In the meantime, several goblins had lurched out of the woods and were shambling towards them. The gang kicked the shit out of one until it was almost dead. They told the child that, to earn their trust, he would have to stab this goblin to death.
In a frenzy, the boy attacked it, but despite plunging the dagger in over and over, the goblin kept coming. They tried killing it themselves, but it still wouldn’t die.
“The legend must be true!” said the boy. “You can’t kill zombies on Christmas!”
More zombies come staggering out of the trees. Timmy leads them up the road and through the woods to his family's hut, the zombies in slow, shuffling pursuit. There are five worgs guarding the cottage, and inside they hear screams of pain and coarse laughter.
| Orc shaman. Way dead. |
Peeking in the window, they saw a large Orc Shaman, adorned with magical trinkets, and several other orcs grilling the severed legs of the boy’s father over the fire. Dingus and Feloriel climbed to the roof and blocked up the chimney, filling the cottage with smoke. Dr Sleaze snuck around back and inspected the chicken coop, discovering a bag full of ears. Droog, Baron and Ulrich utterly destroyed the worgs out front.
At the same moment that Droog, Baron and Ulrich bust in the front door, Feloriel and Dingus drop down the chimney, and Dr Sleaze hops in a back window. The scene inside is utter chaos, as blood flies and the family screams. Timmy appeared, and charged the Orc Shaman with the dagger – someone fired a killing shot as the orc was about to decapitate the boy.
As orc blood is soaking into the floor, a window is busted in and a shambling figure starts climbing in the window moaning for brains. But the clock strikes 12:01, and the zombie suddenly looks much healthier. “Uncle Farg!” the boy says. “He’s come for Christmas dinner!”
They all sat down to a celebratory dinner of Father’s leg steaks. They patched up Father’s leg stumps, and tapped a large barrel of wine to get him drunk enough not to feel the pain. Merry Christmas, everyone.

Aim 1: Reproduce the zombie Christmas story between "In a frenzy, the" and "and coarse laughter.", inclusive.
Aim 2: From the zombie Christmas story, list every character named in the first sentence of the paragraph beginning "At the same moment".

Data extract:
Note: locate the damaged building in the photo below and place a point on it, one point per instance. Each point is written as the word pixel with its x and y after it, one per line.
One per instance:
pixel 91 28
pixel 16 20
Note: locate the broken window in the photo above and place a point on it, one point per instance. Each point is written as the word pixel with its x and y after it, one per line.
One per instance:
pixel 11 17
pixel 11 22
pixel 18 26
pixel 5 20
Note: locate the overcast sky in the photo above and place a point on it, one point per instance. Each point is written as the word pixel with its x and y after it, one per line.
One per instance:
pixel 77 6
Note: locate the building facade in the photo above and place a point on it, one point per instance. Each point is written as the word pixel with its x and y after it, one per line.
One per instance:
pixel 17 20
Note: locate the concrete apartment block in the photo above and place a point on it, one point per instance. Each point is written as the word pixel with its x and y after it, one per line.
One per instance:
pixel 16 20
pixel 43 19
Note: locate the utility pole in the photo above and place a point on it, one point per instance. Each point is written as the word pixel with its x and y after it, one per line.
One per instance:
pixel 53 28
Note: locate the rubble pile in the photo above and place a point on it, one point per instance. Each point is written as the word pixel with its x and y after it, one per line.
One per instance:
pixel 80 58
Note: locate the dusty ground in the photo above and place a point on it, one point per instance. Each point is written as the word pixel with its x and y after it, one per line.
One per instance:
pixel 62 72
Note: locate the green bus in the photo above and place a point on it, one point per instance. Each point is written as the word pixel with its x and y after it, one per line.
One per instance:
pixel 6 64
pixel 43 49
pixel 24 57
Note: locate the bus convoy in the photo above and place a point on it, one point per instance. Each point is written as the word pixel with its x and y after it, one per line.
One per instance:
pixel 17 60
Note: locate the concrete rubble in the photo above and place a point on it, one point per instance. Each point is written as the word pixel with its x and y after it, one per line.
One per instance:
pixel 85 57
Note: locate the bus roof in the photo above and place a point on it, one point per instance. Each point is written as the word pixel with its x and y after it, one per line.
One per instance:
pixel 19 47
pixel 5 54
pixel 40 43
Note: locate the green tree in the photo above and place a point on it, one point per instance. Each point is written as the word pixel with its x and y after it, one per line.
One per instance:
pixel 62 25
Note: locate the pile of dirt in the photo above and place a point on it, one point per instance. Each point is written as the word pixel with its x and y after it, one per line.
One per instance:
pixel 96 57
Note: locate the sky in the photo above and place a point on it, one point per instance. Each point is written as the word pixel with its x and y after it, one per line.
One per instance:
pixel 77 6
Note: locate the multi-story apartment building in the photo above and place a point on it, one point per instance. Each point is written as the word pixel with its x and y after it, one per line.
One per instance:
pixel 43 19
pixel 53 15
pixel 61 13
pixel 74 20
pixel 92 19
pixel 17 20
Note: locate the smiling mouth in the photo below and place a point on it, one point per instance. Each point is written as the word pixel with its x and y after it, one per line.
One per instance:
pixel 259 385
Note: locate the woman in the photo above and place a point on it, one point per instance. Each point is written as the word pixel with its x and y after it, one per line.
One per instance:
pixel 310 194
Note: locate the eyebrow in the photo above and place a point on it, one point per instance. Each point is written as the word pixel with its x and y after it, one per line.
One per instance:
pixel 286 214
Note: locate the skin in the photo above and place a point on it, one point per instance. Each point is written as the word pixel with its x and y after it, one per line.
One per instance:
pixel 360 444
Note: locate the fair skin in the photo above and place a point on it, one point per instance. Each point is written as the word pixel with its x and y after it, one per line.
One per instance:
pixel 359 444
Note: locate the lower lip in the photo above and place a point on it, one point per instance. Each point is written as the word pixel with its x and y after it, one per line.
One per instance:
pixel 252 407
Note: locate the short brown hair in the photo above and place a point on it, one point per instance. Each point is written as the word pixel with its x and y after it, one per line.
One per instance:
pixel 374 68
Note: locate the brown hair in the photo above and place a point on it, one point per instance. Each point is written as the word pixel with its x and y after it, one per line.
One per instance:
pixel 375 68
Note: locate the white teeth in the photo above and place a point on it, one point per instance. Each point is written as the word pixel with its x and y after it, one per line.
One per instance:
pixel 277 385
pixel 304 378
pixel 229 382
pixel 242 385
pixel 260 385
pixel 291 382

Exercise answer 1:
In a frenzy, the boy attacked it, but despite plunging the dagger in over and over, the goblin kept coming. They tried killing it themselves, but it still wouldn’t die.
“The legend must be true!” said the boy. “You can’t kill zombies on Christmas!”
More zombies come staggering out of the trees. Timmy leads them up the road and through the woods to his family's hut, the zombies in slow, shuffling pursuit. There are five worgs guarding the cottage, and inside they hear screams of pain and coarse laughter.

Exercise answer 2:
Droog
Baron
Ulrich
Feloriel
Dingus
Dr Sleaze